-- Material provided --
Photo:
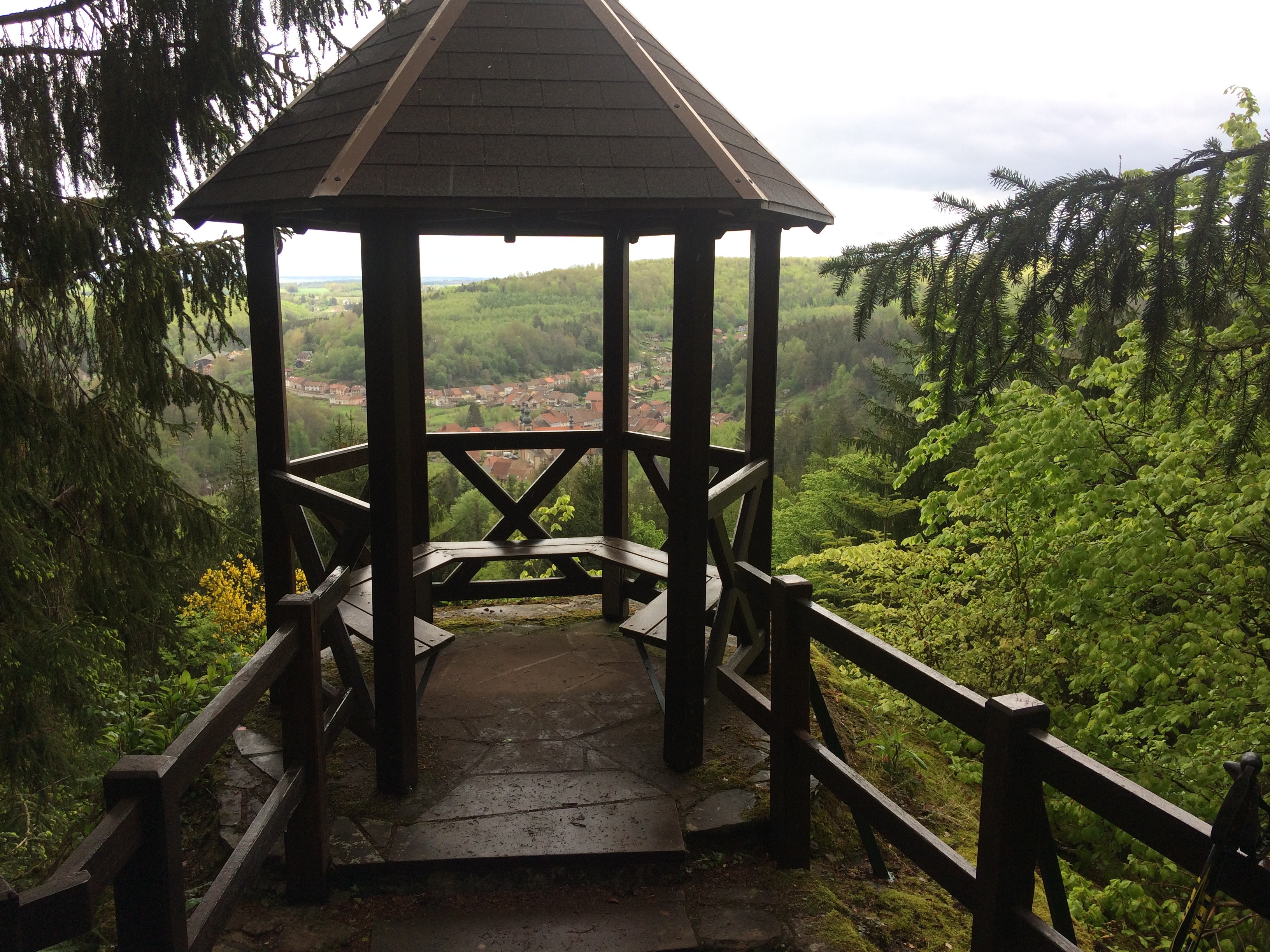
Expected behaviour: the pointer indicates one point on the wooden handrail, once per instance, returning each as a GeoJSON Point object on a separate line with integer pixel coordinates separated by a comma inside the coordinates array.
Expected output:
{"type": "Point", "coordinates": [136, 846]}
{"type": "Point", "coordinates": [550, 438]}
{"type": "Point", "coordinates": [945, 865]}
{"type": "Point", "coordinates": [200, 742]}
{"type": "Point", "coordinates": [1020, 754]}
{"type": "Point", "coordinates": [246, 861]}
{"type": "Point", "coordinates": [319, 498]}
{"type": "Point", "coordinates": [928, 687]}
{"type": "Point", "coordinates": [732, 488]}
{"type": "Point", "coordinates": [333, 461]}
{"type": "Point", "coordinates": [1146, 817]}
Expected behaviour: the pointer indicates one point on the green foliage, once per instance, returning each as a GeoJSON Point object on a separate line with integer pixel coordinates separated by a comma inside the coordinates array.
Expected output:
{"type": "Point", "coordinates": [1099, 556]}
{"type": "Point", "coordinates": [554, 517]}
{"type": "Point", "coordinates": [896, 757]}
{"type": "Point", "coordinates": [846, 498]}
{"type": "Point", "coordinates": [106, 111]}
{"type": "Point", "coordinates": [1025, 287]}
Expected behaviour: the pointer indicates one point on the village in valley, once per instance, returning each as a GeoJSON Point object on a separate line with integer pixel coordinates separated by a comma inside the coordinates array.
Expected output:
{"type": "Point", "coordinates": [562, 402]}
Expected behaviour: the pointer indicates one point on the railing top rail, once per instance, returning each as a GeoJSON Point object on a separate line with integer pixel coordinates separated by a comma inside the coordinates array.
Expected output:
{"type": "Point", "coordinates": [1146, 817]}
{"type": "Point", "coordinates": [310, 467]}
{"type": "Point", "coordinates": [198, 743]}
{"type": "Point", "coordinates": [954, 702]}
{"type": "Point", "coordinates": [526, 439]}
{"type": "Point", "coordinates": [314, 495]}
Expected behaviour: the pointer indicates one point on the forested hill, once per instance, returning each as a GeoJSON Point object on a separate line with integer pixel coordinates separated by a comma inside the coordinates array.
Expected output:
{"type": "Point", "coordinates": [530, 326]}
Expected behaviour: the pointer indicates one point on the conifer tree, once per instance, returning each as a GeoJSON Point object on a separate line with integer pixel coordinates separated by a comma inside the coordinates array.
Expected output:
{"type": "Point", "coordinates": [109, 110]}
{"type": "Point", "coordinates": [1028, 286]}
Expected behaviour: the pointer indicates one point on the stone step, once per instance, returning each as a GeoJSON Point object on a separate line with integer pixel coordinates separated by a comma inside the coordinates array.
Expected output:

-- Goal --
Reproduce all of the items above verbatim, line for line, but omit the pictures.

-- Response to this exercise --
Photo:
Expected behaviour: the pointer indicates one point on the wooden handrail, once per instance, returning each as a GeoJSON Point object on a separate line with integer pixel coordinates separated by a comma inside the coordinates array.
Expected output:
{"type": "Point", "coordinates": [136, 846]}
{"type": "Point", "coordinates": [550, 438]}
{"type": "Point", "coordinates": [945, 865]}
{"type": "Point", "coordinates": [200, 742]}
{"type": "Point", "coordinates": [1020, 754]}
{"type": "Point", "coordinates": [246, 861]}
{"type": "Point", "coordinates": [319, 498]}
{"type": "Point", "coordinates": [928, 687]}
{"type": "Point", "coordinates": [732, 488]}
{"type": "Point", "coordinates": [333, 461]}
{"type": "Point", "coordinates": [1146, 817]}
Expected behaviour: the pointer indicates one point on the green foliage, once per instance, returning each as a GeoJSON Point object on a separate line with integer pixel coordinates separated by a comma inside the coordinates array.
Expected output:
{"type": "Point", "coordinates": [1099, 556]}
{"type": "Point", "coordinates": [554, 517]}
{"type": "Point", "coordinates": [896, 757]}
{"type": "Point", "coordinates": [846, 498]}
{"type": "Point", "coordinates": [106, 111]}
{"type": "Point", "coordinates": [1025, 287]}
Expected behaviour: the pointer indicates one point on the village in valley, once per instance, returning each as a GeoJSON Point object on a separate line with integer pixel coordinates separated by a comma inside the coordinates array.
Expected output:
{"type": "Point", "coordinates": [562, 402]}
Expected behaviour: the pointer indicates one point on the railing top rail, once per instance, returning each as a GeoJSON Point object on a separate line with integer pixel coordinates separated by a comma inside the coordinates array.
Expected output:
{"type": "Point", "coordinates": [1146, 817]}
{"type": "Point", "coordinates": [310, 467]}
{"type": "Point", "coordinates": [198, 743]}
{"type": "Point", "coordinates": [954, 702]}
{"type": "Point", "coordinates": [526, 439]}
{"type": "Point", "coordinates": [314, 495]}
Expected behaviour: the pointer indicates one point on the forested hill, once per instance, returning each as a GeoJSON Point object on a separate line with integer pixel coordinates separated by a comma inside the coordinates array.
Expected output:
{"type": "Point", "coordinates": [530, 326]}
Expected behaviour: the pointer indicates one point on the conifer tree, once per instance, returning each as a GeoJSON Point object on a separate line with integer pixel coordinates separated by a comma inside the coordinates array.
Expected output:
{"type": "Point", "coordinates": [109, 110]}
{"type": "Point", "coordinates": [1028, 286]}
Expected behaviour: the pointer indicates one point on the stone step, once per instance, returning each as a GeoJSON Point object on a separate line with integer pixel coordinates separated by a comma inside the coordinates array.
Expected output:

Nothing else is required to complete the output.